__WORK TO BE COMPLETED__: Each entry should be written out again exactly, so that nothing is lost.

__DATA TO PROCESS__:
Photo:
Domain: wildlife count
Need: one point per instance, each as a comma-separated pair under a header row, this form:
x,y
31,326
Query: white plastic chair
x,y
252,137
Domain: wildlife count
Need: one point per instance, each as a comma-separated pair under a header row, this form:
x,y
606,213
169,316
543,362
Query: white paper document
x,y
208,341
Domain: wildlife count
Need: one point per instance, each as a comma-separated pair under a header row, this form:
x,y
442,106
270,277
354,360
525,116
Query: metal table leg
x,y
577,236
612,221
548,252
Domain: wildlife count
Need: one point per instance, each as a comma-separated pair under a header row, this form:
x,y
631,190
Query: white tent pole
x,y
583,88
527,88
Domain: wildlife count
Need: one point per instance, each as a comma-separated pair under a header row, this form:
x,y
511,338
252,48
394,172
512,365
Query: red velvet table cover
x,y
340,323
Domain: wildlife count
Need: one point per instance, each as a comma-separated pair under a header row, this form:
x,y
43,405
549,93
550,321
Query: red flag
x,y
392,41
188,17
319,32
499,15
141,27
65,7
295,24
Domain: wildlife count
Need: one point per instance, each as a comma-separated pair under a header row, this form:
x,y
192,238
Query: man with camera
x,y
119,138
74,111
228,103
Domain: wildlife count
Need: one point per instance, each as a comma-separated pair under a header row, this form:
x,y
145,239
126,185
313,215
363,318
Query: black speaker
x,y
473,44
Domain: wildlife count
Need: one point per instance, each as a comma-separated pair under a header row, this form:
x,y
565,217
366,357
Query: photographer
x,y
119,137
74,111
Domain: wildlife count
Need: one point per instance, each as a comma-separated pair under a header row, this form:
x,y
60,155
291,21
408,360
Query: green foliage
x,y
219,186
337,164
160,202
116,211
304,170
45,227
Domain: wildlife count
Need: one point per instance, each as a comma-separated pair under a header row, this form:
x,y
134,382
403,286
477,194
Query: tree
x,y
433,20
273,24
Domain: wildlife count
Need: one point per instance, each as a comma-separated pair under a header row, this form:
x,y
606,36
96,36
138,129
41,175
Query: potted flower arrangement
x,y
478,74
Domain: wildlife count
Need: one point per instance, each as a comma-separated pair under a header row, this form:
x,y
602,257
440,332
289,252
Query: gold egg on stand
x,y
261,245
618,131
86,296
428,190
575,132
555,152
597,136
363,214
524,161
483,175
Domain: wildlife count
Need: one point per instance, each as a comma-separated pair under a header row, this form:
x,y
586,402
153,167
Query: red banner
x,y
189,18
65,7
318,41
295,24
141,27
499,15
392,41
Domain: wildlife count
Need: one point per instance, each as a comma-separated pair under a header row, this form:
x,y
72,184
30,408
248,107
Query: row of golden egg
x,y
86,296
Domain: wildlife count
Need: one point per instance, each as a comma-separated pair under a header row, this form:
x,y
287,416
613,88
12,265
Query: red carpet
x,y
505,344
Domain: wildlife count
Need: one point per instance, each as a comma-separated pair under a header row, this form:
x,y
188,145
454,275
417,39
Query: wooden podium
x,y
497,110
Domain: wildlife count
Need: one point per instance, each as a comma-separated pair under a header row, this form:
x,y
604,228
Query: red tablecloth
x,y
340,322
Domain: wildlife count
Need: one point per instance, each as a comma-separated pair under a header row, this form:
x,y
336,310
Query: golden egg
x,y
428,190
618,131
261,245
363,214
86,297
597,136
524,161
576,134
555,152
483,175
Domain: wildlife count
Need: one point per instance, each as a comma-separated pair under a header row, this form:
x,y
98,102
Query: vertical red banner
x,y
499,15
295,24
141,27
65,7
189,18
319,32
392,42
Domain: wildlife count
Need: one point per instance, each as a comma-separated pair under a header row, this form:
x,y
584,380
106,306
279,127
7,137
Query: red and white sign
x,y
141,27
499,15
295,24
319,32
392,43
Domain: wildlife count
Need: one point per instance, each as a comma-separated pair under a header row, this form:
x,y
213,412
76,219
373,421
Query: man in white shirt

__TASK ANSWER__:
Photo:
Domain: wildlife count
Need: one point per instance, each as a comma-separated pair under a header row, this form:
x,y
31,326
Query: white plastic chair
x,y
252,137
Domain: wildlife count
Need: one point per instance, each as a comma-separated pair under a header row, this form:
x,y
606,213
169,316
543,362
Query: white paper document
x,y
208,341
Domain: wildlife count
Need: one point per instance, each as a comma-separated pair under a header row, this form:
x,y
442,106
270,277
354,360
525,116
Query: metal table leg
x,y
577,236
612,221
548,252
Domain: wildlife count
Need: one point per instance, each as a comma-separated pair under a header row, this form:
x,y
631,190
Query: white tent pole
x,y
583,88
527,88
Domain: wildlife count
Need: one point per instance, each as a comma-separated pair under a header row, this form:
x,y
511,338
252,48
394,172
512,365
Query: red velvet table cover
x,y
340,323
Domain: wildlife count
Need: one point per instance, each as a comma-separated pair under a header row, this form:
x,y
43,405
549,93
550,321
Query: red flag
x,y
392,41
188,17
319,32
499,15
141,27
65,7
295,24
Domain: wildlife count
Need: one point per instance, each as a comma-separated pair under a header row, this form:
x,y
192,238
Query: man with camera
x,y
119,138
74,111
228,103
Domain: wildlife count
Need: one point per instance, each as a comma-separated pair under a header row, this form:
x,y
145,239
126,185
313,215
363,318
Query: black speaker
x,y
473,44
Domain: wildlife count
Need: one point per instance, each as a comma-separated pair under a header row, this form:
x,y
565,217
366,357
Query: photographer
x,y
119,137
74,111
Domain: wildlife count
Need: one point per instance, each as a comma-separated pair under a header row, this form:
x,y
60,155
291,21
408,360
Query: green foliage
x,y
219,186
337,164
160,202
116,211
304,170
45,227
Domain: wildlife count
Need: one point per instance, each as a comma-separated pair under a header row, this form:
x,y
134,382
403,286
477,194
Query: tree
x,y
433,20
273,24
Domain: wildlife count
Need: one point per instance, each as a comma-separated pair under a header row, this form:
x,y
606,36
96,36
138,129
41,175
Query: potted flower arrangement
x,y
478,74
Domain: wildlife count
Need: one point per instance, each as a comma-separated pair under a header row, this form:
x,y
602,257
440,332
289,252
Query: gold egg on stand
x,y
261,245
618,131
86,296
428,190
575,132
555,152
597,136
363,214
524,161
483,175
Domain: wildlife count
Need: one point per instance, each as a comma-separated pair under a header row, this form:
x,y
586,402
153,167
Query: red banner
x,y
189,18
65,7
318,41
295,24
141,27
499,15
392,41
Domain: wildlife count
Need: one point per instance, each as a comma-separated pair under a header row, this form:
x,y
72,184
30,408
248,107
Query: row of golden egg
x,y
86,296
Domain: wildlife count
Need: one point per instance, each as a comma-separated pair under a header row, this form:
x,y
287,416
613,88
12,265
Query: red carpet
x,y
505,344
Domain: wildlife count
Need: one point per instance, each as a comma-separated pair under a header row, this form:
x,y
188,145
454,275
417,39
Query: wooden podium
x,y
497,110
Domain: wildlife count
Need: one point per instance, each as a comma-separated pair under a header row, this form:
x,y
604,228
Query: red tablecloth
x,y
340,322
Domain: wildlife count
Need: one point per instance, each as a comma-separated pair under a header row, this form:
x,y
336,310
Query: golden egg
x,y
428,190
618,131
261,245
363,214
86,297
597,136
524,161
576,134
555,152
483,175
Domain: wildlife count
Need: one point per instance, each as a comma-separated pair under a header row, this form:
x,y
98,102
Query: vertical red banner
x,y
499,15
295,24
141,27
65,7
189,18
319,32
392,42
Domain: wildlife count
Need: one point per instance, each as a comma-separated pair under a header row, this form:
x,y
584,380
106,306
279,127
7,137
Query: red and white sign
x,y
141,27
499,15
295,24
319,32
392,43
Domain: wildlife count
Need: one point per instance, each as a comma-separated pair under a header row, this form:
x,y
213,412
76,219
373,421
Query: man in white shirt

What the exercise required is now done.